→ What to work on: The data below should be copied out exactly, with its pictures omitted.
━━━━━━
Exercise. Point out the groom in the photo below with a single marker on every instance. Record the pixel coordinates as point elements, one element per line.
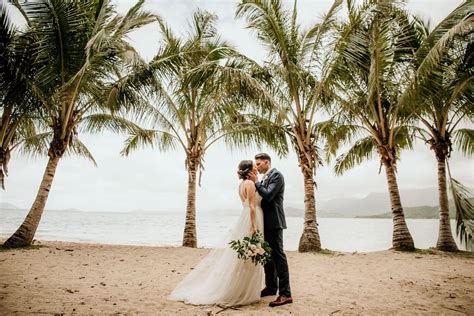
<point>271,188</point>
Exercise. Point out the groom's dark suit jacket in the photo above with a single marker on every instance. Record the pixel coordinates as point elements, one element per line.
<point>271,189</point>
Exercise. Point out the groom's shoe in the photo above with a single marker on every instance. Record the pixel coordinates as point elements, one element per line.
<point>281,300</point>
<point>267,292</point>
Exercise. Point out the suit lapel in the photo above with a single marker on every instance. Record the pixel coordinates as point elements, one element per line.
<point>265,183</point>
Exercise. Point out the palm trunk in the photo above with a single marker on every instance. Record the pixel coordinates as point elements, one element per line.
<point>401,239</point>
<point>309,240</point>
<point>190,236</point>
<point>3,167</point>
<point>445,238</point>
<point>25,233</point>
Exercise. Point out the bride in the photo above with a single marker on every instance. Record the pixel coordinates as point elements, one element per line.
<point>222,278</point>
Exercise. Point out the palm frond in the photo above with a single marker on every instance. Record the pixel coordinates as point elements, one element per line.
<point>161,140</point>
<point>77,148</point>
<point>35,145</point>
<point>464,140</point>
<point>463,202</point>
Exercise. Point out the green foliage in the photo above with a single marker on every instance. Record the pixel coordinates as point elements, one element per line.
━━━━━━
→ Answer:
Exercise. Point out the groom in the photo below with a single marker on every instance. Record the pixel coordinates as point elements, one element per line.
<point>271,188</point>
Exercise. Point out the groom's dark suit jacket in the photo above with a single marker on every instance. Record the pixel coordinates as point elements, one element per line.
<point>271,189</point>
Exercise. Point out the groom's shoe in the photo above with a single marker on every instance. Record the pixel coordinates as point elements, one element per line.
<point>281,300</point>
<point>267,292</point>
Exercise. Point out the suit lapel in the photo above with a single marker on every instance. Record the pixel coordinates as point elements, one element per line.
<point>265,183</point>
Exercise. Point out the palm trunk in the photo above with a single marker on every instance. Record the pixel coordinates as point elements, one element per line.
<point>401,239</point>
<point>309,240</point>
<point>190,236</point>
<point>3,167</point>
<point>445,238</point>
<point>25,233</point>
Exercise. Point out the bride in the photo above with a single marker on every instance. Record the pixel coordinates as point elements, one element per line.
<point>222,278</point>
Exercise. Point out the palm frond in the photo above with a single marker on every instance. Record the pixel coordinates as point elements, one element per line.
<point>161,140</point>
<point>77,148</point>
<point>35,145</point>
<point>464,140</point>
<point>463,202</point>
Exercise. Point out the green foliage in the photo above with a single marker on every instance. Record the pixel coordinates as point elements, one element per line.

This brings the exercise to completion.